#### [PROBLEM DESCRIPTION]
Answer these questions from the linear flow FAQ:
1. What range of matrix permeability does the FAQ give for unconventional wells?
2. What slope on the log-log diagnostic plot signals bilinear flow?
3. Which fractures skip bilinear flow entirely?

#### [SUPPLIED TEXT]
Related terms: Hydraulic Fracturing, Pressure Transient Analysis, Rate Transient Analysis, Tight Gas

Frequently Asked Questions About Linear Flow

How is linear flow used to estimate fracture half-length?

Fracture half-length (x_f) is estimated from the linear flow parameter F_CD derived from the slope of the normalised pressure vs √time Cartesian plot. If matrix permeability k is independently known (core measurements, PTA), x_f is the only unknown and is solved directly. In practice, matrix permeability in unconventional wells is often unknown (ranging 0.0001–0.01 md), so only the product √k × x_f can be determined from the slope alone — meaning fracture half-length estimates always carry significant uncertainty without an independent permeability measurement. Some operators use microseismic monitoring to estimate x_f independently, then use the linear flow slope to back-calculate k. For a multi-stage well with n fractures, the total linear flow parameter is n × x_f × h × √k — stage count and fracture height from design parameters help resolve the uncertainty.

What is bilinear flow and how does it differ from linear flow?

Bilinear flow occurs in finite-conductivity hydraulic fractures — it is characterised by simultaneous linear flow in two perpendicular directions: formation-to-fracture (perpendicular to the fracture plane) and fracture-to-wellbore (parallel to the fracture, tip toward wellbore). Both flows are active simultaneously because the fracture resistance to flow is significant, causing pressure to drop noticeably along the fracture length. The diagnostic signature is a quarter-slope (0.25) on the log-log diagnostic plot — distinctly shallower than the half-slope (0.5) of pure linear flow. Bilinear flow precedes linear flow at early times when fracture resistance dominates, transitioning to linear flow as the pressure transient grows deep enough that formation resistance dominates. Infinite-conductivity fractures (no fracture resistance) skip bilinear flow entirely. Most real shale and tight gas fractures have finite conductivity and show bilinear flow before the linear flow half-slope.

#### [ENTRIES SHOWN]
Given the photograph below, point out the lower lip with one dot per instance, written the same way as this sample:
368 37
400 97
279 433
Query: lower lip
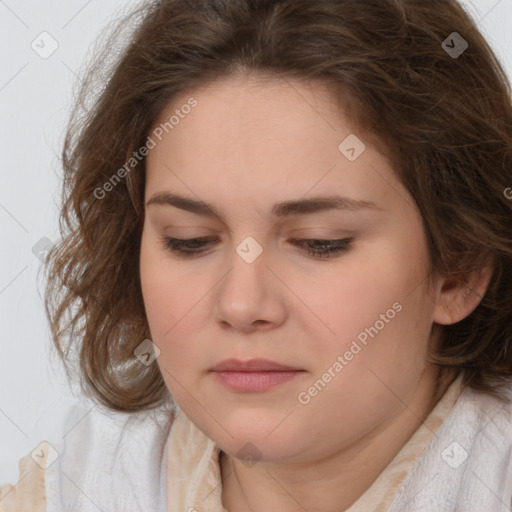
255 381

#### [REPLY]
1. 0.0001–0.01 md
2. A quarter-slope (0.25)
3. Infinite-conductivity fractures